* [How to complete this task]
Return all of the data exactly as written, without the pictures.

====== Listed records ======

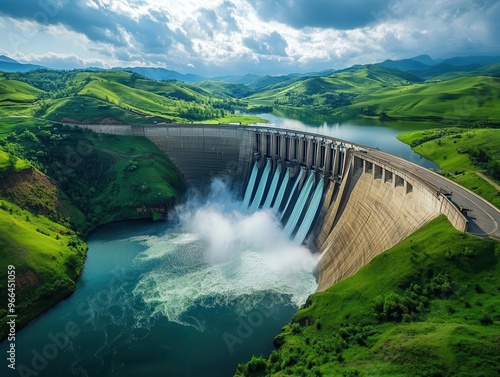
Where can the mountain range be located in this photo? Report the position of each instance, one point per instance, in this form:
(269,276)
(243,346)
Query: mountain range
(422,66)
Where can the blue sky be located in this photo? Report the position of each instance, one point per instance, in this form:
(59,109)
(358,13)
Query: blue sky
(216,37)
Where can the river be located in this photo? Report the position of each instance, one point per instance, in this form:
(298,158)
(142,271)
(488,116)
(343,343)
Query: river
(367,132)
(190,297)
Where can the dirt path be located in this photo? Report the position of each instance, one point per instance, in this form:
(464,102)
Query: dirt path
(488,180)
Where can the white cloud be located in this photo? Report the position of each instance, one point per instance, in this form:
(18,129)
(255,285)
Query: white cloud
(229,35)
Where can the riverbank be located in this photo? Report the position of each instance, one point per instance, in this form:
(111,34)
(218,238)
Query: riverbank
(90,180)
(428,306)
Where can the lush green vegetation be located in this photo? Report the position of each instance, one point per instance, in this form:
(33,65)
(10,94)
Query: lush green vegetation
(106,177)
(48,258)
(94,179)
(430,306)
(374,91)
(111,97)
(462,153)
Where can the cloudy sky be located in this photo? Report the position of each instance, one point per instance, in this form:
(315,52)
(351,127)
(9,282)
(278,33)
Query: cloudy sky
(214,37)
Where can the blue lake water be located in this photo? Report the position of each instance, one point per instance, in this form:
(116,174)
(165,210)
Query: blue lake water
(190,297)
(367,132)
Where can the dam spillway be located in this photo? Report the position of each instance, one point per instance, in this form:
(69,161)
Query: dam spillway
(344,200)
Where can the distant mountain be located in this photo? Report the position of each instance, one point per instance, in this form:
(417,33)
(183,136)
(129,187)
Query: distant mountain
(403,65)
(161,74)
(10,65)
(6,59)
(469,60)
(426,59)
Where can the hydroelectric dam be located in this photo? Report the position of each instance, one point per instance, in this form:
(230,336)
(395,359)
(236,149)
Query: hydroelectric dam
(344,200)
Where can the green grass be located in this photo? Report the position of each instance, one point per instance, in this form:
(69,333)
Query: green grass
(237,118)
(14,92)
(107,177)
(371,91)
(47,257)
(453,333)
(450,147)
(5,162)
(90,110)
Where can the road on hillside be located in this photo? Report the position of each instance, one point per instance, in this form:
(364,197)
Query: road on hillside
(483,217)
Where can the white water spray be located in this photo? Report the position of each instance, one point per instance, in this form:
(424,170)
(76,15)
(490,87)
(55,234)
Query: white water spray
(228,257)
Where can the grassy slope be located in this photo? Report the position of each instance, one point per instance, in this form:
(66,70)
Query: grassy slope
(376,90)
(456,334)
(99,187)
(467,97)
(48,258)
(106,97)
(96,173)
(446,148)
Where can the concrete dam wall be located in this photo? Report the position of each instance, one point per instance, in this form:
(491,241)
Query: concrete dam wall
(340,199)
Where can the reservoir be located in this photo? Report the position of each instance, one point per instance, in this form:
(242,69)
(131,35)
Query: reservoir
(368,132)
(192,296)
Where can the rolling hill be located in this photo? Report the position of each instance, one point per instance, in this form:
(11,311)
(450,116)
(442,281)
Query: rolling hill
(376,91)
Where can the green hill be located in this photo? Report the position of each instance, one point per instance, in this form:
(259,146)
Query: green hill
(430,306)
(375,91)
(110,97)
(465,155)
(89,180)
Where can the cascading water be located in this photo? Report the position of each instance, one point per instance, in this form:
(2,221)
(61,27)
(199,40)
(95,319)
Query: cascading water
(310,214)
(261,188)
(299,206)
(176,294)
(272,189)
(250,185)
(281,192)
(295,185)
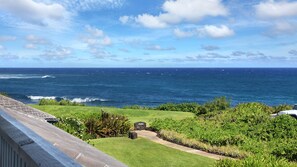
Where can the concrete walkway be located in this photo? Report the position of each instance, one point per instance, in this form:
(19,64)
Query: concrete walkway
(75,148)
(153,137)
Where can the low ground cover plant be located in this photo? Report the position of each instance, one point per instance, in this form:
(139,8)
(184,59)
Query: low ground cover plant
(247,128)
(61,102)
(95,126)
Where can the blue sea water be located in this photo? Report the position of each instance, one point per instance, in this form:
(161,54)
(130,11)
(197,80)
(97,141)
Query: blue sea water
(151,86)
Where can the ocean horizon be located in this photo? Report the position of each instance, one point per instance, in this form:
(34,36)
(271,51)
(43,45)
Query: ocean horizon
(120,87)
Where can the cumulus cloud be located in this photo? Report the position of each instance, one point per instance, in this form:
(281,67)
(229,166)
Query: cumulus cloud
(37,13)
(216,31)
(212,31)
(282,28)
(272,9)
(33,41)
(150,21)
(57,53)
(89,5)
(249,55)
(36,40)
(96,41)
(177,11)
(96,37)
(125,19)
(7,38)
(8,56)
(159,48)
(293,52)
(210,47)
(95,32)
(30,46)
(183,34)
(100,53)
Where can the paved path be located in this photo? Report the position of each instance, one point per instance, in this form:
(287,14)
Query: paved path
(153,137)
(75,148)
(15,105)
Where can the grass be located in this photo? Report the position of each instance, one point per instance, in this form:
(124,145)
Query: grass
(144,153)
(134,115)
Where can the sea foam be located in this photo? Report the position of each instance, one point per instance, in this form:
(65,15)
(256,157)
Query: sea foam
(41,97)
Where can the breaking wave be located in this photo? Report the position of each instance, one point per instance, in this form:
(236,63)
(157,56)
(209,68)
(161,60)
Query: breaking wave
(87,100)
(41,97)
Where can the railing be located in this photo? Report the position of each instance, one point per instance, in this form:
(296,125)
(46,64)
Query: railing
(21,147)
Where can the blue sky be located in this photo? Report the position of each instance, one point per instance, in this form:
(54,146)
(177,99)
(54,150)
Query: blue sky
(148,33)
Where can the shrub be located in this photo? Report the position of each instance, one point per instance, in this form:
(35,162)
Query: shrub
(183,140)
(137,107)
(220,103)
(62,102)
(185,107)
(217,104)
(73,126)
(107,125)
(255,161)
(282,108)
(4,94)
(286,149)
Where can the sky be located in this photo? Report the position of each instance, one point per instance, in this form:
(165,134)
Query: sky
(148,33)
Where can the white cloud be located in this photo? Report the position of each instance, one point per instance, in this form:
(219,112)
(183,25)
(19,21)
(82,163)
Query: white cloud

======

* [Written solution]
Where can the mountain range be located in this photo? Report the position of each instance, one point per instance, in this form:
(269,276)
(243,346)
Query: mountain range
(422,66)
Where can the blue sky be located in this photo? Report the position of each instance, one point per instance, in this form:
(59,109)
(358,13)
Query: blue sky
(216,37)
Where can the river be located in this photo? Report the position of each instance, one point per instance, in this form:
(298,158)
(142,271)
(488,116)
(343,343)
Query: river
(367,132)
(190,297)
Where can the dirt path be located in this photo? Report the position of each instance, one point per instance, in this form:
(464,102)
Query: dirt path
(488,180)
Where can the white cloud be located in this photo? Report the position of each instance, one point per instance, in this form:
(18,129)
(255,285)
Query: white cloud
(229,35)
Where can the riverbank be located in this photo? Report the position of each instance, one point per instance, in this form:
(111,34)
(218,238)
Query: riverbank
(90,180)
(428,306)
Where can the lush green vegetation be located in this photo? Report the position of each instance, one point per instance, in this form:
(33,65)
(10,94)
Query: lush green vegetation
(106,177)
(48,258)
(94,179)
(430,306)
(374,91)
(111,97)
(462,153)
Where can the cloudy sky be located in this photo? Report the position of each instance, one point per instance, in this form:
(315,52)
(351,127)
(9,282)
(278,33)
Query: cloudy sky
(214,37)
Where can the blue lake water be located in this photo? Report the position of each instance, one point per instance, in this form:
(116,174)
(165,210)
Query: blue lake water
(190,297)
(367,132)
Where can the dam spillway be located in this photo? Report the position of each instance, one point per instance, in this form:
(69,161)
Query: dam spillway
(344,200)
Where can the distant mountain be located in this photo? Report the position of each instance, one point per instance, in this form:
(417,33)
(183,136)
(129,187)
Query: distant mountain
(403,65)
(161,74)
(10,65)
(6,59)
(469,60)
(426,59)
Where can the hydroelectric dam be located in this photo? Report the position of each instance, one point per instance, in this form:
(230,336)
(395,359)
(236,149)
Query: hydroelectric dam
(344,200)
Where can the green grass be located in this photo? Report the position of each instance, one point per instance, in this form:
(69,333)
Query: green grass
(237,118)
(14,92)
(107,177)
(371,91)
(47,257)
(453,333)
(450,147)
(5,162)
(90,110)
Where can the road on hillside be located in this photo? Report the position of each instance, one point per instance, in this form:
(364,197)
Query: road on hillside
(483,217)
Where can the white water spray be located in this photo? Report the position of each instance, one point per instance, in this form:
(424,170)
(76,15)
(490,87)
(55,234)
Query: white water spray
(228,257)
Where can the grassy slope be located in this photo? Report the position of each instance, one point per instance, in this form:
(66,70)
Query: grassy slope
(376,90)
(456,334)
(99,187)
(467,97)
(48,258)
(106,97)
(96,173)
(446,148)
Where can the concrete dam wall be located in this photo? Report the position of each instance, one point per instance, in this form:
(491,241)
Query: concrete dam wall
(340,199)
Where can the reservoir be located in this photo? Report the position of each instance, one point per instance, in this form:
(242,69)
(131,35)
Query: reservoir
(368,132)
(192,296)
Where can the rolling hill be located in this photo? Report the position of each instance, one point per instance, in this form:
(11,311)
(450,116)
(442,281)
Query: rolling hill
(376,91)
Where can the green hill be located in this photo? Report the position of each instance, one point per instance, in this form:
(259,146)
Query: green hill
(430,306)
(375,91)
(110,97)
(465,155)
(89,180)
Where can the cascading water be located in this photo? Report the position of each instance, one point per instance, in this form:
(2,221)
(61,27)
(199,40)
(95,319)
Query: cascading water
(310,214)
(261,188)
(299,206)
(176,294)
(272,189)
(250,185)
(281,192)
(295,185)
Where can the concrete walkway be located in this photo? Report the position of each instance, one point per instance, in this form:
(19,64)
Query: concrete walkway
(75,148)
(153,137)
Where can the low ground cover plant be located in this photo? Report the position of each instance, one point per instance, in this form:
(139,8)
(184,59)
Query: low ground cover plant
(247,128)
(61,102)
(95,126)
Where can the blue sea water be located in this photo? Report the position of each instance, one point per instance, in this form:
(161,54)
(130,11)
(197,80)
(97,141)
Query: blue sea water
(151,86)
Where can the ocean horizon be located in this photo? Report the position of each instance, one point per instance, in this form:
(34,36)
(271,51)
(43,45)
Query: ocean horizon
(120,87)
Where can the cumulus cloud be located in this photo? Report the position of each instance, one point per instance, in this form:
(281,67)
(229,166)
Query: cumulus cloud
(37,13)
(216,31)
(212,31)
(282,28)
(272,9)
(33,41)
(150,21)
(57,53)
(89,5)
(249,55)
(36,40)
(96,41)
(177,11)
(96,37)
(125,19)
(7,38)
(8,56)
(159,48)
(293,52)
(210,47)
(95,32)
(30,46)
(183,34)
(100,53)
Where can the paved path be located in this photo? Report the position of each instance, one point per instance, in this form:
(287,14)
Query: paved path
(153,137)
(75,148)
(15,105)
Where can the grass be located in this photo? Report the position of each instance, one point per instance, in this form:
(124,145)
Query: grass
(144,153)
(134,115)
Where can the sea foam be located in this photo? Report the position of each instance, one point per instance, in this form:
(65,15)
(256,157)
Query: sea foam
(41,97)
Where can the breaking wave be located in this photo? Report the position of each instance, one point per instance, in this form:
(236,63)
(157,56)
(209,68)
(161,60)
Query: breaking wave
(87,100)
(41,97)
Where can the railing be located in this photo? Report the position of each instance, one point per instance, in this form:
(296,125)
(46,64)
Query: railing
(21,147)
Where can the blue sky be located in this photo? Report the position of each instance, one point per instance, in this form:
(54,146)
(177,99)
(54,150)
Query: blue sky
(148,33)
Where can the shrub be located in this photo? Report the position of each instance, one point per instance, in this form:
(35,162)
Query: shrub
(183,140)
(137,107)
(220,103)
(62,102)
(185,107)
(217,104)
(73,126)
(107,125)
(255,161)
(282,108)
(4,94)
(286,149)
Where can the sky be located in this photo? Report the position of each instance, one point per instance, in this form:
(165,134)
Query: sky
(148,33)
Where can the white cloud be located in this photo? Report the position of each instance, one point per instance, in this form:
(219,112)
(183,25)
(19,21)
(82,163)
Query: white cloud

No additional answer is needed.